* What the task requires: Reproduce all the data, character for character.

* Exercise data:
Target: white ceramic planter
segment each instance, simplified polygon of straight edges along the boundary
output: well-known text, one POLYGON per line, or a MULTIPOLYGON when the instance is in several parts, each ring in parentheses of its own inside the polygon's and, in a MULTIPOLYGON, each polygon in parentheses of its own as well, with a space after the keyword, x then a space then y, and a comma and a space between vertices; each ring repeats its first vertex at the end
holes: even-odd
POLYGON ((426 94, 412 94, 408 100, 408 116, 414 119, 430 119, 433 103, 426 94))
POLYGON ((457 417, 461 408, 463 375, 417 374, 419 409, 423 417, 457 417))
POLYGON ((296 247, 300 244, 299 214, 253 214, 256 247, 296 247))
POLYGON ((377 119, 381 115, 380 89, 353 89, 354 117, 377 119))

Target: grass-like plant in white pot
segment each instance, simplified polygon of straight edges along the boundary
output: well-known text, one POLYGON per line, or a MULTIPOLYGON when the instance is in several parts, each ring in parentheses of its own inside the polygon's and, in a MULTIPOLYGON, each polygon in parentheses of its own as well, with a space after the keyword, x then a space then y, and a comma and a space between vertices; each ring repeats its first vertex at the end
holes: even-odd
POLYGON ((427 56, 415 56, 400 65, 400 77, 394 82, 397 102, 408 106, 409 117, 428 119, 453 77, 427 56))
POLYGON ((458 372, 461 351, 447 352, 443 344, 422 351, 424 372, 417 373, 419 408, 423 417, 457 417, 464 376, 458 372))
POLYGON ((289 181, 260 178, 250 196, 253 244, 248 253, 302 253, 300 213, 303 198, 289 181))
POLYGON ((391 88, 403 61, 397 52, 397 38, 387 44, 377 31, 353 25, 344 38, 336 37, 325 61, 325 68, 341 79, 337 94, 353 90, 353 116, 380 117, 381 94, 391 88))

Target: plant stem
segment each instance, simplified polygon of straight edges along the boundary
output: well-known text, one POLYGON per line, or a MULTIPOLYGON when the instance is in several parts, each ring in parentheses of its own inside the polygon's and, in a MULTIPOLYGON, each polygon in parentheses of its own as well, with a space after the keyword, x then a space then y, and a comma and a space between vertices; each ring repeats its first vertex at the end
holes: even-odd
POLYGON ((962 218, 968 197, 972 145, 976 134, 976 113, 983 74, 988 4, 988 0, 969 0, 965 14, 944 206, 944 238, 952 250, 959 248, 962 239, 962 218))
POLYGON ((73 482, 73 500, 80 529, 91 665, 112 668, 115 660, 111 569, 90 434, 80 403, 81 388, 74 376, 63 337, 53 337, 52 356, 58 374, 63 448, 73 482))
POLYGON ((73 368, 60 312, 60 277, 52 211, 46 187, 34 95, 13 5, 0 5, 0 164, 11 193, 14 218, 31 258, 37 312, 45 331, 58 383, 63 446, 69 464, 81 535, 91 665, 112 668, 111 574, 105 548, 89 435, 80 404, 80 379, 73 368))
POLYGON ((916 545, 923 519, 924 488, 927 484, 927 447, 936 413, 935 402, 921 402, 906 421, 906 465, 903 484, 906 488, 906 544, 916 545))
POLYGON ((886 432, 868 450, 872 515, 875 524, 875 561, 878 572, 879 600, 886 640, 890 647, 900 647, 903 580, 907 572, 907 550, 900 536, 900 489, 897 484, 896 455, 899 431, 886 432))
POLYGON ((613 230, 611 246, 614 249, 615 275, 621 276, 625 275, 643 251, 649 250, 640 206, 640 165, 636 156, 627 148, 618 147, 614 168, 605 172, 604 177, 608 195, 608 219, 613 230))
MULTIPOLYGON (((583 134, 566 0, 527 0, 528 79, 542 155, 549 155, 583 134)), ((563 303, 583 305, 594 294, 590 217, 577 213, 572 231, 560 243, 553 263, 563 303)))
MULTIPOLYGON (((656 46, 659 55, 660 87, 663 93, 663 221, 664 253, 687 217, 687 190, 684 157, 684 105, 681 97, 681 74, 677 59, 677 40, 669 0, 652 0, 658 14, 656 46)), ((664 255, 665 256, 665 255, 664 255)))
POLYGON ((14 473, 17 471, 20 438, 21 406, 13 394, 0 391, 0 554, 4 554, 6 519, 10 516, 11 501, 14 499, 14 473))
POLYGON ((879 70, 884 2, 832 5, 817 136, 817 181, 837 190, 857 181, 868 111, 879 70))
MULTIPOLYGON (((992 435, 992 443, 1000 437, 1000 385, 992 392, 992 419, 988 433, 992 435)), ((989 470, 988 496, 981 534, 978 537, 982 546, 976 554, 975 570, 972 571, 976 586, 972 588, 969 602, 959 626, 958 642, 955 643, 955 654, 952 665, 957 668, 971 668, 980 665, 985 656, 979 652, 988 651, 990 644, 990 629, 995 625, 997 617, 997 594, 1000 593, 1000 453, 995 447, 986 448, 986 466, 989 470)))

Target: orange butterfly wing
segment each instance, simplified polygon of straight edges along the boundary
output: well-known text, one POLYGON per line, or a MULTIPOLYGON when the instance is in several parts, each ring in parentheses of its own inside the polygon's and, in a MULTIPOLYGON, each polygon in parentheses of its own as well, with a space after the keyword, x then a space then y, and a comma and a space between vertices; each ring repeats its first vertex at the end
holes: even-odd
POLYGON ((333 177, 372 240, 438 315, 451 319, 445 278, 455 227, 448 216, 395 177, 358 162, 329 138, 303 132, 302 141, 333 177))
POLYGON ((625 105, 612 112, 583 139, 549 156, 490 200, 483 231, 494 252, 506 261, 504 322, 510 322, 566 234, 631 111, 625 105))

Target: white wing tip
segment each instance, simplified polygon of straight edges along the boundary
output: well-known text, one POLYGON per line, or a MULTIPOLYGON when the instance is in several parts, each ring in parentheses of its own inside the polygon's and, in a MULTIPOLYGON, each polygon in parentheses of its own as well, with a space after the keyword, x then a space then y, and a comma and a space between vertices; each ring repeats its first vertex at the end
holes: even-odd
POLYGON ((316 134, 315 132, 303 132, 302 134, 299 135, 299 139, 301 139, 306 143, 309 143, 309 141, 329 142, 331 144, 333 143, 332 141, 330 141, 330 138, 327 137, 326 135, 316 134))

* Reply:
Target: white ceramic planter
segment each instance, simplified polygon of straight edges along the boundary
output: well-known text, one POLYGON per line, or a MULTIPOLYGON when the instance is in several parts, each ring in parentheses of its own inside the polygon's and, in a MULTIPOLYGON, each polygon in parentheses of its own as well, with a space after the keyword, x then a space then y, and a comma and a space between vertices; each ring repeats its first vertex at the end
holes: even-odd
POLYGON ((426 94, 412 94, 408 100, 408 116, 414 119, 430 119, 433 103, 426 94))
POLYGON ((457 417, 461 408, 463 375, 417 374, 419 409, 423 417, 457 417))
POLYGON ((296 247, 300 244, 299 214, 253 214, 256 247, 296 247))
POLYGON ((377 119, 381 115, 380 89, 353 89, 354 117, 377 119))

Target: grass-like plant in white pot
segment each instance, simplified polygon of straight edges along the boundary
output: well-known text, one POLYGON per line, or a MULTIPOLYGON when the instance is in several parts, each ring in parentheses of its own inside the polygon's and, in a MULTIPOLYGON, each polygon in parentheses of its own as well, with a space after the keyword, x then a space then y, and a comma and a space between vertices; each ring repeats its first vertex at the end
holes: even-odd
POLYGON ((427 56, 415 56, 400 65, 400 77, 394 82, 397 102, 408 106, 409 117, 428 119, 453 77, 427 56))
POLYGON ((458 372, 461 351, 447 352, 443 344, 422 351, 424 372, 417 373, 419 408, 423 417, 457 417, 464 376, 458 372))
POLYGON ((289 181, 260 178, 250 196, 253 244, 248 253, 302 253, 300 213, 303 198, 289 181))
POLYGON ((391 88, 403 61, 397 52, 397 38, 387 44, 377 31, 353 25, 344 38, 336 37, 325 61, 325 68, 341 79, 337 94, 353 90, 353 116, 380 117, 381 94, 391 88))

Target: plant stem
segment each instance, simplified polygon of straight edges along the boundary
output: well-known text, one POLYGON per line, or a MULTIPOLYGON when the instance is in several parts, each ring in parentheses of its own inside the polygon's and, in a MULTIPOLYGON, each polygon in parentheses of its own as well, with a space after the keyword, x then a space then y, and a comma and a space between vertices; each ring repeats its first vertex at the end
holes: even-odd
POLYGON ((962 218, 968 197, 972 145, 976 134, 976 113, 983 74, 988 4, 988 0, 969 0, 965 14, 944 206, 944 238, 952 250, 959 248, 962 239, 962 218))
POLYGON ((73 482, 73 500, 80 529, 91 665, 112 668, 115 660, 111 569, 90 434, 80 403, 81 388, 74 376, 63 337, 53 337, 52 356, 58 374, 63 448, 73 482))
POLYGON ((73 368, 60 312, 60 277, 52 211, 46 187, 34 95, 13 5, 0 5, 0 164, 11 193, 14 218, 31 258, 37 312, 45 331, 58 383, 63 446, 69 464, 81 535, 91 665, 112 668, 111 574, 105 548, 89 435, 80 404, 80 379, 73 368))
POLYGON ((916 545, 923 519, 924 488, 927 484, 927 447, 936 413, 935 402, 921 402, 906 421, 906 465, 903 484, 906 488, 906 544, 916 545))
POLYGON ((886 432, 868 450, 872 515, 875 524, 875 561, 878 572, 879 600, 886 640, 890 647, 900 647, 903 580, 907 572, 907 550, 900 536, 900 489, 897 484, 896 455, 899 431, 886 432))
POLYGON ((613 230, 611 246, 614 249, 615 275, 621 276, 625 275, 643 251, 649 250, 640 206, 640 165, 636 156, 627 148, 618 147, 614 168, 605 172, 604 177, 608 195, 608 219, 613 230))
MULTIPOLYGON (((583 134, 566 0, 527 0, 528 79, 542 155, 549 155, 583 134)), ((563 303, 583 305, 594 294, 590 217, 577 213, 572 231, 560 243, 553 263, 563 303)))
MULTIPOLYGON (((656 46, 659 55, 660 87, 663 93, 663 221, 664 253, 687 217, 687 190, 684 157, 684 105, 681 97, 681 74, 677 59, 677 40, 669 0, 652 0, 658 14, 656 46)), ((664 255, 665 256, 665 255, 664 255)))
POLYGON ((14 473, 17 471, 20 438, 21 406, 13 394, 0 391, 0 554, 4 554, 6 519, 10 516, 11 501, 14 499, 14 473))
POLYGON ((879 70, 884 2, 832 5, 817 136, 817 181, 837 190, 857 181, 868 111, 879 70))
MULTIPOLYGON (((992 435, 992 443, 1000 437, 1000 385, 992 392, 992 419, 988 433, 992 435)), ((989 470, 988 496, 981 534, 978 537, 982 546, 976 554, 975 570, 972 571, 976 586, 972 588, 969 602, 959 626, 958 642, 955 643, 955 654, 952 665, 957 668, 971 668, 980 665, 985 656, 979 652, 988 651, 990 644, 990 629, 995 625, 997 617, 997 594, 1000 593, 1000 453, 995 447, 986 448, 986 466, 989 470)))

Target: orange butterfly wing
segment each instance, simplified polygon of straight edges along the boundary
output: well-known text, one POLYGON per line, or a MULTIPOLYGON when the instance is in several parts, each ring in parentheses of its own inside the polygon's and, in a MULTIPOLYGON, each polygon in parentheses of its own as well, with a space after the keyword, x then a space then y, and a comma and a space between vertices; each ring repeats its first vertex at the end
holes: even-odd
POLYGON ((333 177, 372 240, 438 315, 451 319, 445 278, 455 227, 448 216, 395 177, 358 162, 329 138, 303 132, 302 141, 333 177))
POLYGON ((625 105, 612 112, 583 139, 549 156, 490 200, 483 231, 494 252, 506 261, 504 322, 510 322, 566 234, 631 111, 625 105))

Target: white wing tip
segment each instance, simplified polygon of straight edges along the boundary
output: well-known text, one POLYGON per line, or a MULTIPOLYGON when the instance is in several parts, each ring in parentheses of its own inside the polygon's and, in a MULTIPOLYGON, each polygon in parentheses of its own as well, with a space after the keyword, x then a space then y, and a comma and a space between vertices; each ring repeats its first vertex at the end
holes: even-odd
POLYGON ((316 134, 315 132, 303 132, 302 134, 299 135, 299 139, 301 139, 306 143, 309 143, 309 141, 329 142, 331 144, 333 143, 332 141, 330 141, 330 138, 327 137, 326 135, 316 134))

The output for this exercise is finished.